Goal of the exercise: Count the lines in the records below that contain the string "plate", and reply with the number alone.

-- START Working data --

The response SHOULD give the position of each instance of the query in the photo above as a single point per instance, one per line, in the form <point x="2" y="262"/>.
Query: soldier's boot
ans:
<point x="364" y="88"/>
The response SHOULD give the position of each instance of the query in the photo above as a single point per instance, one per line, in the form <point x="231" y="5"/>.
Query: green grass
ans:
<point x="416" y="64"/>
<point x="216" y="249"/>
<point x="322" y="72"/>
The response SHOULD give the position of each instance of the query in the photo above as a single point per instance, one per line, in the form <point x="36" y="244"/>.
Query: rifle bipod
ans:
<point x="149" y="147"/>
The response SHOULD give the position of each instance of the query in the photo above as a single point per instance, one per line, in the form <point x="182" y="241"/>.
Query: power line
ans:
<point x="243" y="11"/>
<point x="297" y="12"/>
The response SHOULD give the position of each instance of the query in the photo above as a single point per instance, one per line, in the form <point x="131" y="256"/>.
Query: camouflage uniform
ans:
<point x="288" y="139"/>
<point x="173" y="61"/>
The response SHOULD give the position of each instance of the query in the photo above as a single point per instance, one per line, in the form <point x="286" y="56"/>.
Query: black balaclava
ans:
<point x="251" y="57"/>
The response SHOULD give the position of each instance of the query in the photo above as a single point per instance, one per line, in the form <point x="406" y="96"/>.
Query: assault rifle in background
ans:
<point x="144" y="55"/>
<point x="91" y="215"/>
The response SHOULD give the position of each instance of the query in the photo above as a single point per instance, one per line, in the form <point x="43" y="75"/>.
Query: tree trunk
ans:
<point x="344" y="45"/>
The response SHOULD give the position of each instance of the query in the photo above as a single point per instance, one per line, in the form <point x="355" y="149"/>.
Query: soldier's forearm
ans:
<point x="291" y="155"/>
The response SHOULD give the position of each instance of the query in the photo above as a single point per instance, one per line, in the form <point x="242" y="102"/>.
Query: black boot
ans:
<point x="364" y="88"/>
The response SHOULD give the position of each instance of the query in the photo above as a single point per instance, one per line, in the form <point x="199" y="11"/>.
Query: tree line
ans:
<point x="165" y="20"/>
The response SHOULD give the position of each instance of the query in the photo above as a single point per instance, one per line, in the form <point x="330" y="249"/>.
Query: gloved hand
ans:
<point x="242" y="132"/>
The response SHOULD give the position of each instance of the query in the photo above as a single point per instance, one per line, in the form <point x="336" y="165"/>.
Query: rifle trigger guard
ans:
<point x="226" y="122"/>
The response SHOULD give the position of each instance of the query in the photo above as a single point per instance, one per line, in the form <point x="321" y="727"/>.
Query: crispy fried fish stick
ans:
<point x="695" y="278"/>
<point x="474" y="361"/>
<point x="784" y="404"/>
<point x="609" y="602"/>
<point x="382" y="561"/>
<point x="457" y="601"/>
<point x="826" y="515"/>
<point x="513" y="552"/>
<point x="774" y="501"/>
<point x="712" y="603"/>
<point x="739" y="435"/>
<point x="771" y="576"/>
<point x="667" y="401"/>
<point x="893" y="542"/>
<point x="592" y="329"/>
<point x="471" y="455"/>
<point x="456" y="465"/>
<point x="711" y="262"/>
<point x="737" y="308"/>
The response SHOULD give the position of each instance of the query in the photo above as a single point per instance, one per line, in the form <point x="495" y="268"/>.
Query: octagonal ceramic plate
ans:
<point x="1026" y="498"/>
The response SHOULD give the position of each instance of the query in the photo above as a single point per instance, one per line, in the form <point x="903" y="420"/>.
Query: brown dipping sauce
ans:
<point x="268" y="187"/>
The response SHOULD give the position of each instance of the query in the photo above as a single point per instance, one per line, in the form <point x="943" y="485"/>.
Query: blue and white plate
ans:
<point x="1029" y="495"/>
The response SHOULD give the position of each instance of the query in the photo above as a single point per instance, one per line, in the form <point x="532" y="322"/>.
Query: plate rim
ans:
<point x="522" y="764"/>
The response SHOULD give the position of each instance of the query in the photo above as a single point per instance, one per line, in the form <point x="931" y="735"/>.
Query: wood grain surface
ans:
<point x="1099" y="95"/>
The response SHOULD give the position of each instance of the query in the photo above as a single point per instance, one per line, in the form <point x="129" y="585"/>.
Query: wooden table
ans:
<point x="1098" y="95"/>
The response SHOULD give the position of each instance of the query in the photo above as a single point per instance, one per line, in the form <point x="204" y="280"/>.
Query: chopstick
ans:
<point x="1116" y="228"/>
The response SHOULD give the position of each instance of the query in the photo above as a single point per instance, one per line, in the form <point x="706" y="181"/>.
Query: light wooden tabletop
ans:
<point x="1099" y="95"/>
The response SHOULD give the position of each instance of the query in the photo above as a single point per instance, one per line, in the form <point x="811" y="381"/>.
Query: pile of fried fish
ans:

-- END Working data --

Solved problem: 3